──────── Input

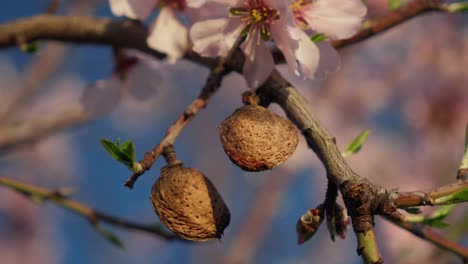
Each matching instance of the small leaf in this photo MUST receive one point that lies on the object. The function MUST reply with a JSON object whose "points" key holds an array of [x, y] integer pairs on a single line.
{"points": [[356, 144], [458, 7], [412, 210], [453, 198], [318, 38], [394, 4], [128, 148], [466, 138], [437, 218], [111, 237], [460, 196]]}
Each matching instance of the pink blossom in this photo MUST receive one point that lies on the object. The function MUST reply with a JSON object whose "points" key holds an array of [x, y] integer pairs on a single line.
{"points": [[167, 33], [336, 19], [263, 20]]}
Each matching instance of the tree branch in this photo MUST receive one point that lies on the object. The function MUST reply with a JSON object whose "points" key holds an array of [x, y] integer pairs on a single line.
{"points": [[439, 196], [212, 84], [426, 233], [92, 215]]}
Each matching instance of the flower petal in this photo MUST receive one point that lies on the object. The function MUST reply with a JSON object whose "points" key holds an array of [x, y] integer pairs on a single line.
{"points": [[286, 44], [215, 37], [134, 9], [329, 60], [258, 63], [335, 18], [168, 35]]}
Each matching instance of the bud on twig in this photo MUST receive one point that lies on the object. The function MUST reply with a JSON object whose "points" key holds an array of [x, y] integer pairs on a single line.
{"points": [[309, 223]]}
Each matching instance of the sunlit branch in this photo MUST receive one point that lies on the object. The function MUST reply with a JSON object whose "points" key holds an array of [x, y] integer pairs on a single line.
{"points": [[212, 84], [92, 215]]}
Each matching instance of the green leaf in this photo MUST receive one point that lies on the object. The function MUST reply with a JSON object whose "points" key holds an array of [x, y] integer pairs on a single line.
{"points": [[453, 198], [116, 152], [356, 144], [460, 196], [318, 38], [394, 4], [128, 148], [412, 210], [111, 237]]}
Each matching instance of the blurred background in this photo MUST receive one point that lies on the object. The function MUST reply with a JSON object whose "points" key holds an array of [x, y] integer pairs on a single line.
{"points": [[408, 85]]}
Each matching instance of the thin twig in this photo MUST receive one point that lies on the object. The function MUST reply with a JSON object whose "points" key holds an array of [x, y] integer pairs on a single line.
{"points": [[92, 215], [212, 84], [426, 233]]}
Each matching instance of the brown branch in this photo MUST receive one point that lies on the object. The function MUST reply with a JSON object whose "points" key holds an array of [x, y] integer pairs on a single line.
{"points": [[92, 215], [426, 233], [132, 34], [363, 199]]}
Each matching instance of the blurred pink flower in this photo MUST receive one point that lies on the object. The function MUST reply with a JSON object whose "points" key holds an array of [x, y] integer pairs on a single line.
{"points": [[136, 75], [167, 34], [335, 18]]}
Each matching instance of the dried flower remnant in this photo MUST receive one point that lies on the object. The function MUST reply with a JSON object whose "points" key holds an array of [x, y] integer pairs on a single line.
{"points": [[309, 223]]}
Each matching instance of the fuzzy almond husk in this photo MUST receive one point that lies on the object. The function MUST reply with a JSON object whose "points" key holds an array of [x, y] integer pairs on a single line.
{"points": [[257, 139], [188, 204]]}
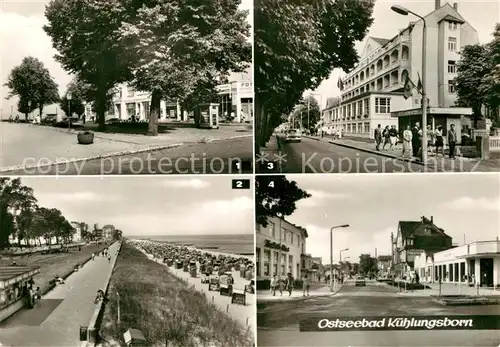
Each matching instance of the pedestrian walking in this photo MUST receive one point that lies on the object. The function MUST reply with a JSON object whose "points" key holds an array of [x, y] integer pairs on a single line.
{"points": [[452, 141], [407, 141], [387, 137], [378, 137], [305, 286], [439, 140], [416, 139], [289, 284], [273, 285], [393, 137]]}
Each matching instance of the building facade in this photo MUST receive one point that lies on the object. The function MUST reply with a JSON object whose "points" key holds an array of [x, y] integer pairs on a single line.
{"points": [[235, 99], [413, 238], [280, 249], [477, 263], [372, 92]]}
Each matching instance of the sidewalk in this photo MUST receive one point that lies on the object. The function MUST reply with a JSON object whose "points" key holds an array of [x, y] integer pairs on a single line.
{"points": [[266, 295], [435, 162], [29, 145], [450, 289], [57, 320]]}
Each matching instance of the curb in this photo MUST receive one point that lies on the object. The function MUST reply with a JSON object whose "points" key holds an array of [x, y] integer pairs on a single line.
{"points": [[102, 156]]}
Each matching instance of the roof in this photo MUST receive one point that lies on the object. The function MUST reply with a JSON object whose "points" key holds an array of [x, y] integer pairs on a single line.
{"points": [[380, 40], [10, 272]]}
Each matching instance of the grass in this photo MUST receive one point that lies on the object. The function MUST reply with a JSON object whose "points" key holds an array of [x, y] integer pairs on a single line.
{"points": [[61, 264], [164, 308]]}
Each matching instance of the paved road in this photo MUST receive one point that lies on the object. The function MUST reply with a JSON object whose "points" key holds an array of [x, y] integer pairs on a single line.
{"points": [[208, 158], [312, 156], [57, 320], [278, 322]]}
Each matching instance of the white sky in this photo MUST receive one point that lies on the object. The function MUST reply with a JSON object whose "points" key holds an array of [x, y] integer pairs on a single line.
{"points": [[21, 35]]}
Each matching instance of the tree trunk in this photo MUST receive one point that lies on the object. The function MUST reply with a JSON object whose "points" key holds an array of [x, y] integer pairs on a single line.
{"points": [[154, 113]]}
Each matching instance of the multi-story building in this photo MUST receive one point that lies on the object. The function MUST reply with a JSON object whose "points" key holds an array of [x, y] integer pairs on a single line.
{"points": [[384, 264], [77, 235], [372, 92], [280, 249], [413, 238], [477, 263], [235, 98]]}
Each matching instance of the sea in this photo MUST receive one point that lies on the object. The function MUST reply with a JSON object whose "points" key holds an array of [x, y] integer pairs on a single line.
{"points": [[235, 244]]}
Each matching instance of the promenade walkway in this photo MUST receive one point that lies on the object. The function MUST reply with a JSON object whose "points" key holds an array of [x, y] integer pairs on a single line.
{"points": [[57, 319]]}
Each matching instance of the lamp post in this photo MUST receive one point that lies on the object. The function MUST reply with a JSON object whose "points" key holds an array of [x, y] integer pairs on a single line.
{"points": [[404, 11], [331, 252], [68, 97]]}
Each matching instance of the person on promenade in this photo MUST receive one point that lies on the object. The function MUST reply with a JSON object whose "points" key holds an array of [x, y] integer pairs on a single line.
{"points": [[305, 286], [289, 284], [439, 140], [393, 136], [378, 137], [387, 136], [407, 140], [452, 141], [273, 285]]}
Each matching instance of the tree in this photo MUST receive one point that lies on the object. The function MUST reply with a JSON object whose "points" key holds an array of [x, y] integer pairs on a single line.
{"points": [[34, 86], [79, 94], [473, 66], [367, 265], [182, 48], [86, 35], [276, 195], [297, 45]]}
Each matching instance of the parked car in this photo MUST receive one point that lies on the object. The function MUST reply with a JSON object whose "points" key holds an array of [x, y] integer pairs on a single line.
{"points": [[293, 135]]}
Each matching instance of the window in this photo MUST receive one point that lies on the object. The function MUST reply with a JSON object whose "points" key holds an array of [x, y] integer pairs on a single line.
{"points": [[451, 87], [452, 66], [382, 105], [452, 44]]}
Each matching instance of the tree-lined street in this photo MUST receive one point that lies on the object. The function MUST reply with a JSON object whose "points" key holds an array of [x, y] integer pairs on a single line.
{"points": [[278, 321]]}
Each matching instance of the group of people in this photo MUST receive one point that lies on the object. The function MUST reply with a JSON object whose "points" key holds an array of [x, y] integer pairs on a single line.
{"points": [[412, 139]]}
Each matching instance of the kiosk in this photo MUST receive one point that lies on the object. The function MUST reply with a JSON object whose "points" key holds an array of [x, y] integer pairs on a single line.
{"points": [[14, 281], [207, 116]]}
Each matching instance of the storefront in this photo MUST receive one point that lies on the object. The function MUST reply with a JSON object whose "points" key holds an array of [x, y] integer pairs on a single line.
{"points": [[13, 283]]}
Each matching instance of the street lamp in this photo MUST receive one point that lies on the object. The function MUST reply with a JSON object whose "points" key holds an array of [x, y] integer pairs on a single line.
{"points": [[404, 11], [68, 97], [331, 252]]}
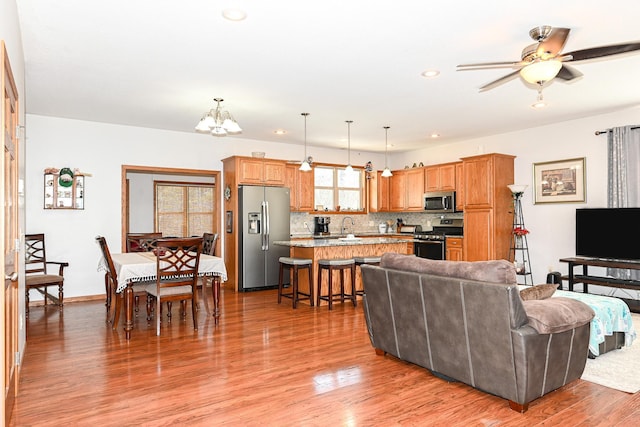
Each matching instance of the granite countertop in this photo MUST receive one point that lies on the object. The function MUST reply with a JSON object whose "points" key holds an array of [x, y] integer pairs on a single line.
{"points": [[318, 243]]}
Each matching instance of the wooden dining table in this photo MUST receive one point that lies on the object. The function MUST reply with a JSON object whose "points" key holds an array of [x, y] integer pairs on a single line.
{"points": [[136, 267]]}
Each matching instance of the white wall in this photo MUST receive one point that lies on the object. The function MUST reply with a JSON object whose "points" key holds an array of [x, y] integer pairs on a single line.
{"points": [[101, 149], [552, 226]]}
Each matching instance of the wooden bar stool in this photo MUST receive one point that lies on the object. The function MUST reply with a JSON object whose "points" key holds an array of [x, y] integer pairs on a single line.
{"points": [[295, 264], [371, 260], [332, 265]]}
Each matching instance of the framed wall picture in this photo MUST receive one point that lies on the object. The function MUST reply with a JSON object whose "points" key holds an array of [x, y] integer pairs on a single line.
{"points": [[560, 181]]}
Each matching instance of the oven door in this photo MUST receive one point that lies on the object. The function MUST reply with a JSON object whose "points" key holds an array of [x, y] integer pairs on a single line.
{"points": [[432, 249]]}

────────────────
──────── Input

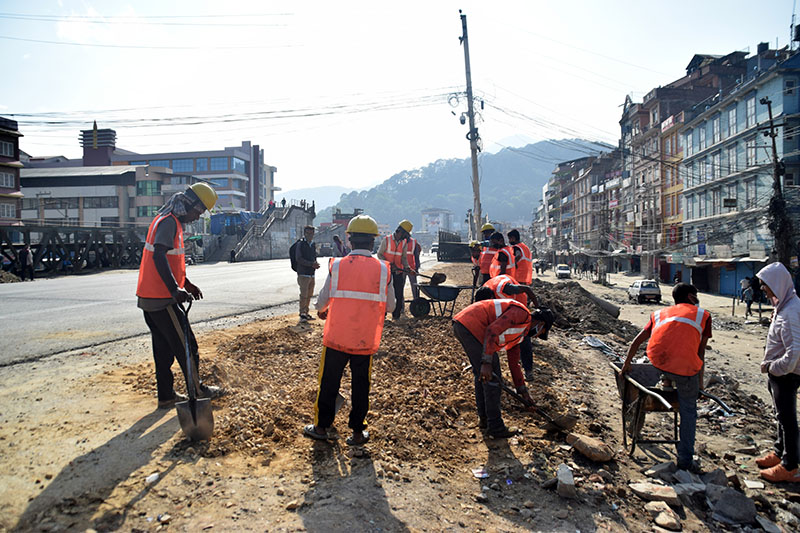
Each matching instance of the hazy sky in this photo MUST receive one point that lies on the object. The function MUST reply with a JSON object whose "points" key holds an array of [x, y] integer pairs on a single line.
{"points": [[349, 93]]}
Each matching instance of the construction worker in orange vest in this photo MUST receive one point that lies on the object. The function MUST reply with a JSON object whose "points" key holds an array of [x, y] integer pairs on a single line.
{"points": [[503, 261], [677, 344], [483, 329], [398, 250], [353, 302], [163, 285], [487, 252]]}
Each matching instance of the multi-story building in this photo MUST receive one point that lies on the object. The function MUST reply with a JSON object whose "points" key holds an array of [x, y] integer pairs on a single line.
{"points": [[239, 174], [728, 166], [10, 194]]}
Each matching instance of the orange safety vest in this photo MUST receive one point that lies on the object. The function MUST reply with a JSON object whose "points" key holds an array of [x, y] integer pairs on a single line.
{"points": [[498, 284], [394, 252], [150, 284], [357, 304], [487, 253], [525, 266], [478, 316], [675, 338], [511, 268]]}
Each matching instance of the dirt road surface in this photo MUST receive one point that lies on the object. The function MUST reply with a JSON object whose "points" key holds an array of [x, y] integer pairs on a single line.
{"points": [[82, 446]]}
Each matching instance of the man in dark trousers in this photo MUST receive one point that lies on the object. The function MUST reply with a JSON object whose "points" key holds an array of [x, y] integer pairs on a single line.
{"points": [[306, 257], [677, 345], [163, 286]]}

────────────────

Your instructions
How many of the lines above contain "promenade"? Case counts. Give only the number.

Solution for this problem
2